## Passage:
Most code searches surface filenames or a few matching symbols; they don't reveal the cross-file rationale, design motives, or multimodal signals buried in docs, diagrams, and videos. By building a single graph that combines AST-extracted code structure with LLM-extracted semantic edges, you get a persistent, queryable map of a project's concepts and why they exist — saving repeated token-heavy reads and surfacing surprising connections.
What Sets It Apart
- Deterministic code-first extraction: tree-sitter ASTs extract classes, functions, imports, call graphs and docstrings locally (no API calls for code), so structural edges are exact and reproducible.
- Multimodal semantic layer: documents, PDFs, images, and videos are processed with LLM subagents to produce semantic nodes and edges; every relation is tagged EXTRACTED / INFERRED / AMBIGUOUS with confidence metadata.
- Graph-native similarity (no embeddings): semantic edges are part of the NetworkX graph and influence Leiden community detection directly — no separate embedding step or vector DB required.
- Practical outputs and integrations: exports graph.html, graph.json, and a plain-language GRAPH_REPORT.md; runs as a CLI skill inside many assistants and can serve via an MCP/HTTP server for team access.
Who It's For
Great fit if you need faster, repeatable answers about architecture, design rationale, or cross-cutting concerns in a repo that mixes code and rich documentation — teams that want an always-on assistant integration (Claude Code, Codex, Gemini CLI, Copilot CLI, Cursor, etc.) will get the most value. Look elsewhere if you only need simple text search over a small set of files (overhead and LLM calls for non-code assets may not be worth it) or if you require a fully cloud-hosted managed service (graphify is designed to run locally/within your infra and can be headless in CI).
Practical notes
- Privacy: code + video transcription can run fully locally; docs/images require an LLM backend (configurable: Gemini, Claude, OpenAI, Ollama, Bedrock, etc.).
- Team workflow: graphify-out/ is intended to be committed so everyone shares the same map; hooks support auto-rebuilds and union-merge of graph.json on concurrent commits.
- Scale/tradeoffs: large graphs (>thousands of nodes) can be heavy for browser viz — use the JSON/MCP server or cluster-only exports for heavy corpora.

## Assigned task:
In the graphify overview, what tool extracts classes, functions, imports, call graphs and docstrings from code? None of the data is needed to complete the task.

## Records supplied:
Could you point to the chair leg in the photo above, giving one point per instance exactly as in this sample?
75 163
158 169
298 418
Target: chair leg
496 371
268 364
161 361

## Answer box:
Tree-sitter ASTs, which run locally without API calls.